§ Given instruction: Nothing should be left out: output all of the entries exactly.

============================================================

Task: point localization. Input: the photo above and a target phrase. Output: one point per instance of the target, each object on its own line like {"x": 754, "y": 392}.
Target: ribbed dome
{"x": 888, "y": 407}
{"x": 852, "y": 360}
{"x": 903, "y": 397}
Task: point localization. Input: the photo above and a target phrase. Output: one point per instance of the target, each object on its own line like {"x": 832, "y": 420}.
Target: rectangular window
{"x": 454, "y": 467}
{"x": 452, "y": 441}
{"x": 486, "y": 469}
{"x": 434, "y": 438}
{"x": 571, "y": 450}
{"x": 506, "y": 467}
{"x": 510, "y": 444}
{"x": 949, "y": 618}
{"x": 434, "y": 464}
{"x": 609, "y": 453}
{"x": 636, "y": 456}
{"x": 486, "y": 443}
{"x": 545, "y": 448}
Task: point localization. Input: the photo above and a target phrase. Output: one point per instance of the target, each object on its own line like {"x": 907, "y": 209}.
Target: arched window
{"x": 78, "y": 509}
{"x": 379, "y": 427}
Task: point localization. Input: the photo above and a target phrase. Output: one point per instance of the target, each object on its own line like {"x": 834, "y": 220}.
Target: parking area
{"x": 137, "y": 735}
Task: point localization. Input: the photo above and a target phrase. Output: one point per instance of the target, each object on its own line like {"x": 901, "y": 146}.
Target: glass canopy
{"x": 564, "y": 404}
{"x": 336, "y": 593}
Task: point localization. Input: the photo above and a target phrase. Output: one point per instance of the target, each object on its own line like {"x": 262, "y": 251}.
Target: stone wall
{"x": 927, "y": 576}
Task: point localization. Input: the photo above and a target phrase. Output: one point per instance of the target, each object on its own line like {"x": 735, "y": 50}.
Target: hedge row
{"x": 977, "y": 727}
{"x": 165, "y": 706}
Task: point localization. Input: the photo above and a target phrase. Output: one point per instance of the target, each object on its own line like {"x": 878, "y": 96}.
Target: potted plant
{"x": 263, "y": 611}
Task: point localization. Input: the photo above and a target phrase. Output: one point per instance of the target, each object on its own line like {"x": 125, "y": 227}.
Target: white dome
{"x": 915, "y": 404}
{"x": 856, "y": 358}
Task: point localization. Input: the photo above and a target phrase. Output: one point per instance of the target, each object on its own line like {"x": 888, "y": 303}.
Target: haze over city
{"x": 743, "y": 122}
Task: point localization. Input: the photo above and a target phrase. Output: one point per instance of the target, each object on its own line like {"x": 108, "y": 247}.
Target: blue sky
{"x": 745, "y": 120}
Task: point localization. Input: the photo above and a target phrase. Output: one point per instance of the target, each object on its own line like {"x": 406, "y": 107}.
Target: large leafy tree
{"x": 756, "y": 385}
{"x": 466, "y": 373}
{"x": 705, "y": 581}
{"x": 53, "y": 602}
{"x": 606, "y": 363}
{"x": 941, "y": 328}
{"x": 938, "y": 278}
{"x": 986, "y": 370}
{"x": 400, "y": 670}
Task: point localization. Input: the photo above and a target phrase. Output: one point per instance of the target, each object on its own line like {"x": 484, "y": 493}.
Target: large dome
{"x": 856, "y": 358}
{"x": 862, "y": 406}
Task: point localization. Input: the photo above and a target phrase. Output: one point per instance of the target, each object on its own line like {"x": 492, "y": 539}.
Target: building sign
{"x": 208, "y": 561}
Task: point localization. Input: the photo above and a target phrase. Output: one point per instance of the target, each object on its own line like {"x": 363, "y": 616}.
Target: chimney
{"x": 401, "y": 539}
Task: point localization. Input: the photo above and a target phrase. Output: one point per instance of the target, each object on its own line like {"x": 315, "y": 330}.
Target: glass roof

============================================================

§ Exercise response:
Task: point localization. Input: the photo above and a target phrase. Output: one point per instance of the target, each object on its own line like {"x": 754, "y": 392}.
Target: ribbed dome
{"x": 888, "y": 407}
{"x": 852, "y": 360}
{"x": 903, "y": 397}
Task: point localization. Input: the photo above and a target phrase. Output: one point per instance of the target, each object on its own line like {"x": 832, "y": 420}.
Target: rectangular window
{"x": 454, "y": 467}
{"x": 452, "y": 441}
{"x": 486, "y": 469}
{"x": 434, "y": 438}
{"x": 571, "y": 450}
{"x": 506, "y": 467}
{"x": 510, "y": 444}
{"x": 949, "y": 618}
{"x": 434, "y": 464}
{"x": 609, "y": 453}
{"x": 636, "y": 456}
{"x": 486, "y": 443}
{"x": 545, "y": 448}
Task: point localization. Input: the photo above and a target phrase. Output: one point per instance of the target, each object on its own line like {"x": 907, "y": 209}.
Target: arched window
{"x": 78, "y": 509}
{"x": 379, "y": 427}
Task: point localization. Input: the photo above and a target phrase. Output: one point per instance of the target, each object on its own line like {"x": 834, "y": 220}.
Target: parking area
{"x": 137, "y": 735}
Task: point localization. Input: the photo above and a target phrase. Output: one point per instance of the target, each object on its own line like {"x": 901, "y": 146}.
Target: glass canopy
{"x": 564, "y": 404}
{"x": 336, "y": 593}
Task: point localization. Input: the photo above and a target phrase. Output: one point per instance of the target, each object on its own line like {"x": 262, "y": 251}.
Target: stone wall
{"x": 927, "y": 576}
Task: point localization. Input: the photo above and a target phrase. Output: one point per instance of the target, each object on its own line like {"x": 735, "y": 50}.
Target: hedge row
{"x": 977, "y": 727}
{"x": 165, "y": 706}
Task: point localization. Input: the photo above and a target phrase. Output: one point per instance of the target, each object on its own line like {"x": 878, "y": 96}.
Target: potted plant
{"x": 263, "y": 611}
Task: point localization. Input: the photo above and a target phrase. Output: one point per instance of the target, each object on its own line like {"x": 125, "y": 227}.
Target: white dome
{"x": 915, "y": 404}
{"x": 856, "y": 358}
Task: point localization. Input: the photo above and a target phrase. Output: one point per instance of the target, each object on its own line like {"x": 888, "y": 303}.
Target: haze over city
{"x": 743, "y": 122}
Task: point localization. Input: the photo above and a target phrase. Output: one point per instance of the target, each object on its own line like {"x": 108, "y": 247}.
Target: blue sky
{"x": 745, "y": 120}
Task: point localization. Input: the photo above and a target phrase. Output: one point per instance of the target, each object on its own line like {"x": 406, "y": 107}.
Target: large leafy tree
{"x": 756, "y": 385}
{"x": 466, "y": 373}
{"x": 705, "y": 581}
{"x": 53, "y": 602}
{"x": 606, "y": 363}
{"x": 941, "y": 328}
{"x": 938, "y": 278}
{"x": 986, "y": 370}
{"x": 400, "y": 670}
Task: point localization. Input: the photo above and a target phrase. Output: one point per instance of the target, each object on its own line like {"x": 484, "y": 493}.
Target: large dome
{"x": 856, "y": 358}
{"x": 862, "y": 406}
Task: point localization. Input: the photo above and a target phrase. Output: one point per instance of the target, each object on its own line like {"x": 492, "y": 539}.
Target: building sign
{"x": 208, "y": 561}
Task: point localization. Input: the photo above and a target phrase. Output: one point per instance of the target, each object on its own line like {"x": 363, "y": 616}.
Target: chimney
{"x": 401, "y": 539}
Task: point localization. Input: the photo above and a target phrase. Output: one point per instance of the target, each object on its own line like {"x": 315, "y": 330}.
Target: glass roof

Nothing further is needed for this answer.